Q: I have long used “keyboard grabber” for the person who organizes the creative, smart, or silly ideas generated at a meeting of hand-waving academics or lawyers. But I heard only derision when I used the term recently and had zero hits when I googled it. What term can you recommend for this concept?

A: It’s a good thing you’re looking for an alternative, since “keyboard grabber” brings to mind “keyboard capturing,” which usually refers to the covert recording of computer keystrokes by hackers. The term is also called “keystroke logging” and “keylogging.”

What should one call the person who organizes the clutter of silly, smart, and creative ideas from a meeting of academics or lawyers?

Terms such as “arranger,” “coordinator,” “developer,” “facilitator,” “orchestrator,” and “organizer” would do, but they lack a certain je ne sais quoi, while éminence grise may have too much of it.

Our choice would be “synthesizer,” which can refer to someone who organizes ideas, as well as to the electronic keyboard instrument that combines simple wave forms into complex sounds. Both could be described as “keyboard grabbers,” we suppose.

When the word “synthesizer” showed up in the mid-19th century, it meant someone or something that synthesizes, or combines things into a complex whole.

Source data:
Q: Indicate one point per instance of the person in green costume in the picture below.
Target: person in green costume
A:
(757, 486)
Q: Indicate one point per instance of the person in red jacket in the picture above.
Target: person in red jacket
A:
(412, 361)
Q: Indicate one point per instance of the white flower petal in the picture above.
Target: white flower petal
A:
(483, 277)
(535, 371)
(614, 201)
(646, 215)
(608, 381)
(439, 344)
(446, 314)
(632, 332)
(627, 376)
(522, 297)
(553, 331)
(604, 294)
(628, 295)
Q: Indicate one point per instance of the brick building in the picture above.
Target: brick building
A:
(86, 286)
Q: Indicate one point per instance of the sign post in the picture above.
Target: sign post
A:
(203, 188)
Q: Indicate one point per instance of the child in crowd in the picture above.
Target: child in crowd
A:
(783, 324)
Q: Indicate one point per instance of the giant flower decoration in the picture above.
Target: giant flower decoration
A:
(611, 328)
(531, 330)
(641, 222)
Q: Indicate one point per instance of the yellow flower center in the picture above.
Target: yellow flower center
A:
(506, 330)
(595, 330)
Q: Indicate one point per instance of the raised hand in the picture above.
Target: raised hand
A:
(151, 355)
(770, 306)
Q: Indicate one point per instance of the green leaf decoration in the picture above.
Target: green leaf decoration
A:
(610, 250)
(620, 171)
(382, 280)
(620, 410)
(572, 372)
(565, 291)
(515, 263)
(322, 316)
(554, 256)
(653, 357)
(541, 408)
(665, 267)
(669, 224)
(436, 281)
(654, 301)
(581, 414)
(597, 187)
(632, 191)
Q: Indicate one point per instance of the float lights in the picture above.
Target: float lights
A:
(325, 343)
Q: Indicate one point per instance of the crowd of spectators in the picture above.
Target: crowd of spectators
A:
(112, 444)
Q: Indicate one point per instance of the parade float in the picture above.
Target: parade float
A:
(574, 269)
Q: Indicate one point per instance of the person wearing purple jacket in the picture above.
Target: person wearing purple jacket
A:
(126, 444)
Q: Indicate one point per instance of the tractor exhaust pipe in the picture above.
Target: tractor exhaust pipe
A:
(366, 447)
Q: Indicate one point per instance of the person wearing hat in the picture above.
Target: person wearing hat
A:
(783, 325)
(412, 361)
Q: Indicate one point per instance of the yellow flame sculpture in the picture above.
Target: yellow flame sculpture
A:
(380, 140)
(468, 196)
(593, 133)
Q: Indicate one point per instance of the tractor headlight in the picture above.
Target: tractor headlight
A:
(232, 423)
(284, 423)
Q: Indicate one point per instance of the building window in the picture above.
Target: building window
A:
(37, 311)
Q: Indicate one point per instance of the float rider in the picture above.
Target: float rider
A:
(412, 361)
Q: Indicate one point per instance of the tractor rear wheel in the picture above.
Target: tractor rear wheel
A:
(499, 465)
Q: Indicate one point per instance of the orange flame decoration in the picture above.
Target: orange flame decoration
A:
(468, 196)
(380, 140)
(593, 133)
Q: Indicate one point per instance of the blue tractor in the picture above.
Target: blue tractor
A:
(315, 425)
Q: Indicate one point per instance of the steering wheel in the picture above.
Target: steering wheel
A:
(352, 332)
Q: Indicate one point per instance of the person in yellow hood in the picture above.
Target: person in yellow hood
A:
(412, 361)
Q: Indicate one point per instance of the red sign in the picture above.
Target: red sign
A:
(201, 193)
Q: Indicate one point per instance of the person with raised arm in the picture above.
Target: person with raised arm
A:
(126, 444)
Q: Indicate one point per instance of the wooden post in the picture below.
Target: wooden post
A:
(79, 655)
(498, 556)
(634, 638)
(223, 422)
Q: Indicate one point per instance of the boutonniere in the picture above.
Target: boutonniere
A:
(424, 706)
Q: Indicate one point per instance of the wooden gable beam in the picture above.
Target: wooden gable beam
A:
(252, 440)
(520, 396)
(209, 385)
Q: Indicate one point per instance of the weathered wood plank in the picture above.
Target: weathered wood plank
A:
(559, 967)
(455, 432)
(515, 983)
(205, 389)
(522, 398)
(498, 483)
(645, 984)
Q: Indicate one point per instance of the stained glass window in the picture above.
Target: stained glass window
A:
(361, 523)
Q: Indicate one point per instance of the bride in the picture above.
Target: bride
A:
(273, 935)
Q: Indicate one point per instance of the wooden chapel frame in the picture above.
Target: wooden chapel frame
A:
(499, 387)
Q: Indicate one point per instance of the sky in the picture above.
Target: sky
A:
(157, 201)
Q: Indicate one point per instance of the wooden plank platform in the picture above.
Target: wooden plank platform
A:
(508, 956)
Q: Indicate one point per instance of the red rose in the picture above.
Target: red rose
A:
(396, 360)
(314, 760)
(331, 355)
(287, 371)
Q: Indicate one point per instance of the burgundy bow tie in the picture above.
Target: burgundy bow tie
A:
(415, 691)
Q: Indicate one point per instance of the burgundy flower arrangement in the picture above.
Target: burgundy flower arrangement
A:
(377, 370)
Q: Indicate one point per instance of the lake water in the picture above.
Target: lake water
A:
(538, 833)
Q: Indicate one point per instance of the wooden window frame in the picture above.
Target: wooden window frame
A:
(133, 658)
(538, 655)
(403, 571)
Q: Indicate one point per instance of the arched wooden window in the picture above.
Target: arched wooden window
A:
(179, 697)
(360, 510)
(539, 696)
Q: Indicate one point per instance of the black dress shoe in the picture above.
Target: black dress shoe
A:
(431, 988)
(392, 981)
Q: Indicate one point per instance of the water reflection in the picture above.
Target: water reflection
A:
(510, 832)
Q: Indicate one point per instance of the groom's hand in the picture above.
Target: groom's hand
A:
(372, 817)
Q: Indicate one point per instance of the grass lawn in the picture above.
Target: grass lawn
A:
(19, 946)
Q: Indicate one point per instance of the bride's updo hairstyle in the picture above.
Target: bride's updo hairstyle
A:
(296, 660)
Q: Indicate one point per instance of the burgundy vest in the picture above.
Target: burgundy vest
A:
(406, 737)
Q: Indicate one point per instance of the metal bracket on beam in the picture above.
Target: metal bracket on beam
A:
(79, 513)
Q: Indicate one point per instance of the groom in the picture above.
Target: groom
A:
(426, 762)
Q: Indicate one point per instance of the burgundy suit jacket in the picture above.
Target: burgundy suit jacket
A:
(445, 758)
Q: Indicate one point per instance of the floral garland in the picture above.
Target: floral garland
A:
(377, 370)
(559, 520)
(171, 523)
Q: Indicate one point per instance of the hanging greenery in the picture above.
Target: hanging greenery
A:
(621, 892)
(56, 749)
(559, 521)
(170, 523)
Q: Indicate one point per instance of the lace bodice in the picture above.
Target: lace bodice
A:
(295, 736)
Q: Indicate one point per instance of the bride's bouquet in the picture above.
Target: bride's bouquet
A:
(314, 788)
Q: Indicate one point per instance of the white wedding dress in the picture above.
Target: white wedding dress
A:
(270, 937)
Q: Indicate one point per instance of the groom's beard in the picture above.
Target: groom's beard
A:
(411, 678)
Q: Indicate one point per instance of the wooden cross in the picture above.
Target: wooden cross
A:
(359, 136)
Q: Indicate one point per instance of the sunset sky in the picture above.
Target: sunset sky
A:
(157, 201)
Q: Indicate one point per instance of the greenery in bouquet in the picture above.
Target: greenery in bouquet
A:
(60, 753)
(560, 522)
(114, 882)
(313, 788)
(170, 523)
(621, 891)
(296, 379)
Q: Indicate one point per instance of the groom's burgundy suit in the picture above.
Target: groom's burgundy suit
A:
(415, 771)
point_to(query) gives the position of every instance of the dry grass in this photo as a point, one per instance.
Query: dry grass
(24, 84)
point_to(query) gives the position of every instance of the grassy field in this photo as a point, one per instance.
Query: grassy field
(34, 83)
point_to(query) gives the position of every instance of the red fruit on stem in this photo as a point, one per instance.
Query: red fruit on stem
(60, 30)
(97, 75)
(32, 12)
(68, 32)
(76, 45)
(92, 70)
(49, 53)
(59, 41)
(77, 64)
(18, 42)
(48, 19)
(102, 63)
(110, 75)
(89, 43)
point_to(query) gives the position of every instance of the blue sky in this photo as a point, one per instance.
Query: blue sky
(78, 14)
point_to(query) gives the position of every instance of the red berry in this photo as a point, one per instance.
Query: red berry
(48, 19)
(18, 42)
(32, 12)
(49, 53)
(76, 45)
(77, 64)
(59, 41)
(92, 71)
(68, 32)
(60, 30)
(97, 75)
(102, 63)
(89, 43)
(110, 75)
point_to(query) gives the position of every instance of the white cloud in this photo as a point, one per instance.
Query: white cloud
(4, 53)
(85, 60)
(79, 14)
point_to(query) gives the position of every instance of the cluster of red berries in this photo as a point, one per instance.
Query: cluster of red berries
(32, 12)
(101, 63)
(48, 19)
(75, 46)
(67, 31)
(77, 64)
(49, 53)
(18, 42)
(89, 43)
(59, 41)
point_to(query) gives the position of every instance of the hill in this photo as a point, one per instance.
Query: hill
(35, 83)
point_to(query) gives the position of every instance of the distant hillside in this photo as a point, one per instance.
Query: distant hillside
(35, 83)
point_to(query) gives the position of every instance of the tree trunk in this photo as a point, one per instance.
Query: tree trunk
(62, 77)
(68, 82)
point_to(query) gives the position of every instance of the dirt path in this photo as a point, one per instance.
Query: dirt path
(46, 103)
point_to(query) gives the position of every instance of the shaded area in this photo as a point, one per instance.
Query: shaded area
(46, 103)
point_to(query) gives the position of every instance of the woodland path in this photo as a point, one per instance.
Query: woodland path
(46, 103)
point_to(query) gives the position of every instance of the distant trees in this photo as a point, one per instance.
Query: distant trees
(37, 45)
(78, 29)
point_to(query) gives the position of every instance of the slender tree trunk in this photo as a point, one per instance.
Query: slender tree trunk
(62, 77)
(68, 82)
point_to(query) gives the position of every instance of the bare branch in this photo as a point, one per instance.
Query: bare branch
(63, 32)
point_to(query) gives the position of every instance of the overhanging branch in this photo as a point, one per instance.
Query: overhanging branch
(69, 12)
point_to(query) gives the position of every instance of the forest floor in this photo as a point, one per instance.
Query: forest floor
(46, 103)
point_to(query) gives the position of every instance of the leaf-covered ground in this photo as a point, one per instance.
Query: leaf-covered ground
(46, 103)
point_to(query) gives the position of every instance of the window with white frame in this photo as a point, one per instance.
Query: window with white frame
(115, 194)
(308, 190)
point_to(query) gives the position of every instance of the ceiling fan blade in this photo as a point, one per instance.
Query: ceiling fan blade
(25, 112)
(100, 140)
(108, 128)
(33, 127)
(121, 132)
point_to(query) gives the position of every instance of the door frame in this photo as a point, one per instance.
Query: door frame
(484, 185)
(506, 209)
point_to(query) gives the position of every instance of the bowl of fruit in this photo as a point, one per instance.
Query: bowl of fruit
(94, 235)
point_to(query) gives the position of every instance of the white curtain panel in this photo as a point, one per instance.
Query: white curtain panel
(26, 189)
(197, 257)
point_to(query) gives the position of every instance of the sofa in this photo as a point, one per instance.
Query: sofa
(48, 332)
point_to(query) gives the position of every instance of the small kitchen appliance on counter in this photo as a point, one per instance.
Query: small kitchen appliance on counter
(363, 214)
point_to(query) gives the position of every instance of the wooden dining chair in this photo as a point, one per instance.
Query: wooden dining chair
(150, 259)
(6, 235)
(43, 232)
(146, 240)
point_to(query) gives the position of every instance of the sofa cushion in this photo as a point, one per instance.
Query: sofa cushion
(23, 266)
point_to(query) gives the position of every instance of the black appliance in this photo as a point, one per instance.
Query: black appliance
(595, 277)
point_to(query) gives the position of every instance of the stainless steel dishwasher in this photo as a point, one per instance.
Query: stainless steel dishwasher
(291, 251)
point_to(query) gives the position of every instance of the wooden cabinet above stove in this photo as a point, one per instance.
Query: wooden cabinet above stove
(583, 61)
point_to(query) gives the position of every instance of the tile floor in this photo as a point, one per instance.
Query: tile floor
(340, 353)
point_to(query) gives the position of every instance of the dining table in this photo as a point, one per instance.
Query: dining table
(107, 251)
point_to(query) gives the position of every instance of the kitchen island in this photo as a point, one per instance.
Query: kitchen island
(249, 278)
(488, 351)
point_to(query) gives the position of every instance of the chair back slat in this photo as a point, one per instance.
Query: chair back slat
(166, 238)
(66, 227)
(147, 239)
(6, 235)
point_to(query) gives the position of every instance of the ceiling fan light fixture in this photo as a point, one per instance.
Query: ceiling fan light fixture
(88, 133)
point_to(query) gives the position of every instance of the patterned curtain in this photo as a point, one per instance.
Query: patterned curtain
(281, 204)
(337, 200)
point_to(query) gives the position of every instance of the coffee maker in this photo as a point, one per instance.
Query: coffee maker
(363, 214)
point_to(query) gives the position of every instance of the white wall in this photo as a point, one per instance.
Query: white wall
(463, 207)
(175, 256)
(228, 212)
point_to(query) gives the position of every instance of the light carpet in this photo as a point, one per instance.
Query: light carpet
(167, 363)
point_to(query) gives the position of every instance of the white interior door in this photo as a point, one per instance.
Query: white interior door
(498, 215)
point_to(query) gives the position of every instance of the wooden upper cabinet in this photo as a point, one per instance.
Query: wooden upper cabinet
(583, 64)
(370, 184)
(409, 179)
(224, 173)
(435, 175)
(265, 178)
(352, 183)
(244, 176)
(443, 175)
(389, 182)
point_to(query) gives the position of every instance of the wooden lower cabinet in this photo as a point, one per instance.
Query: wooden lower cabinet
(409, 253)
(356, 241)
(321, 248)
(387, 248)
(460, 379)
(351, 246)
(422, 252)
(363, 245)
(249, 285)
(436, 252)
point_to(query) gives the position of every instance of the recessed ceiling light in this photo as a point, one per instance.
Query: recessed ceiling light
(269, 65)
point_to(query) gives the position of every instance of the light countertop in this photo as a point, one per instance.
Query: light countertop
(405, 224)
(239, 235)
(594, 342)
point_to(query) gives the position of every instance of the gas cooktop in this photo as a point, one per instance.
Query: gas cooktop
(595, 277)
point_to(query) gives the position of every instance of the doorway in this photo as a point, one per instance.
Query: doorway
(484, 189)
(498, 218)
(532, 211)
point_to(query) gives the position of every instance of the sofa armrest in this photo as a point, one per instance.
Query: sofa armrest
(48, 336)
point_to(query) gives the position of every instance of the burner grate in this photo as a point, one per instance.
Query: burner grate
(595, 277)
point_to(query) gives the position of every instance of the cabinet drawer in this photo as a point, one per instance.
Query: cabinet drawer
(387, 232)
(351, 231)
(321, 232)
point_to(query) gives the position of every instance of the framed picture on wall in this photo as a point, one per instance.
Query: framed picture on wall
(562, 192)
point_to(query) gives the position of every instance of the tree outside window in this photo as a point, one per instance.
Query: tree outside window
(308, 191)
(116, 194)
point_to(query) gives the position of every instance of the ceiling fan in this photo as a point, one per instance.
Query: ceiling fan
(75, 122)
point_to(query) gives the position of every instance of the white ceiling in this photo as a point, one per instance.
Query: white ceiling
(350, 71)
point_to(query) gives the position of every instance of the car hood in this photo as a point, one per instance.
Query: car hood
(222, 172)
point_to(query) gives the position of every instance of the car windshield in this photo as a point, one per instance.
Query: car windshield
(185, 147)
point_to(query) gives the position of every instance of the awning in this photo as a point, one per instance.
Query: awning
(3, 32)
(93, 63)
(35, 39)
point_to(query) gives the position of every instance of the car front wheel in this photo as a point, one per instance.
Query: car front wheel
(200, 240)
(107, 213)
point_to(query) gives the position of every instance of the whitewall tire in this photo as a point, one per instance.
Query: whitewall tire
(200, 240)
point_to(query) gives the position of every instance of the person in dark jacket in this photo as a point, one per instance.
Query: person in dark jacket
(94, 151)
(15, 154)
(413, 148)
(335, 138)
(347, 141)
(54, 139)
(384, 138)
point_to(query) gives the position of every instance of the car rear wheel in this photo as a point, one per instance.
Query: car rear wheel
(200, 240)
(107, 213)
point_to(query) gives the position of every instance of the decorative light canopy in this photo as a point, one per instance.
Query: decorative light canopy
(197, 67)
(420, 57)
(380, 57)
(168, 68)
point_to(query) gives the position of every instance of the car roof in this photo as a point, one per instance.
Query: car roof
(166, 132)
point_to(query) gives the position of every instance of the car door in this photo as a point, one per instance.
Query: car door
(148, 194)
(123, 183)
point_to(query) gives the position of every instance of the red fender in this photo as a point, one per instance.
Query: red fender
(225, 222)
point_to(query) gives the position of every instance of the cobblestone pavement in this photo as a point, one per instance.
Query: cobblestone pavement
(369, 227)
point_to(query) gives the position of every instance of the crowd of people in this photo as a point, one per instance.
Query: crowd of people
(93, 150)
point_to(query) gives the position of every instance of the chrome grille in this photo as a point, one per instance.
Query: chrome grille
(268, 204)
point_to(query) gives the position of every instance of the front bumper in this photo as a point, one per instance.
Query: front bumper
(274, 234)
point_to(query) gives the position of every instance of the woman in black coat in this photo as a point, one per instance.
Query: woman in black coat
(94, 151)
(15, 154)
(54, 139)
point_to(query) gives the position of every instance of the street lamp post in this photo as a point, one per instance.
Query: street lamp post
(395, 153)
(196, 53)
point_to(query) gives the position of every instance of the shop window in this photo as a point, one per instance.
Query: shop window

_Assignment_:
Continue the question-and-answer piece about a name for the person who organizes ideas from a meeting, picking up right after its last sentence.

_Answer to this problem_:
The earliest example in the Oxford English Dictionary is from the January-April, 1869, issue of the Contemporary Review:

“Then for the next ten, twenty, or more years, the competent synthesizer, designer, prescriber, writer, statesman, theorist, is found.” We’ve expanded the citation.

In the 20th century, the term came to mean “one of various types of instrument for generating and combining signals of different frequencies; esp. a computerized instrument used to create music electronically.”

The first OED example is from the 1909 supplement to The Century Dictionary and Cyclopedia: “Synthesizer, in acoustics, an instrument for the production of complex tones of predetermined composition.”

The term “synthesizer” is derived from the earlier verb “synthesize” (1830) and noun “synthesis” (1611).

All three terms ultimately come from the classical Latin synthesis (a collection, a set of dishes, a medicinal combination, or a suit of clothes), and the Greek sunthesis, a combination or a putting together.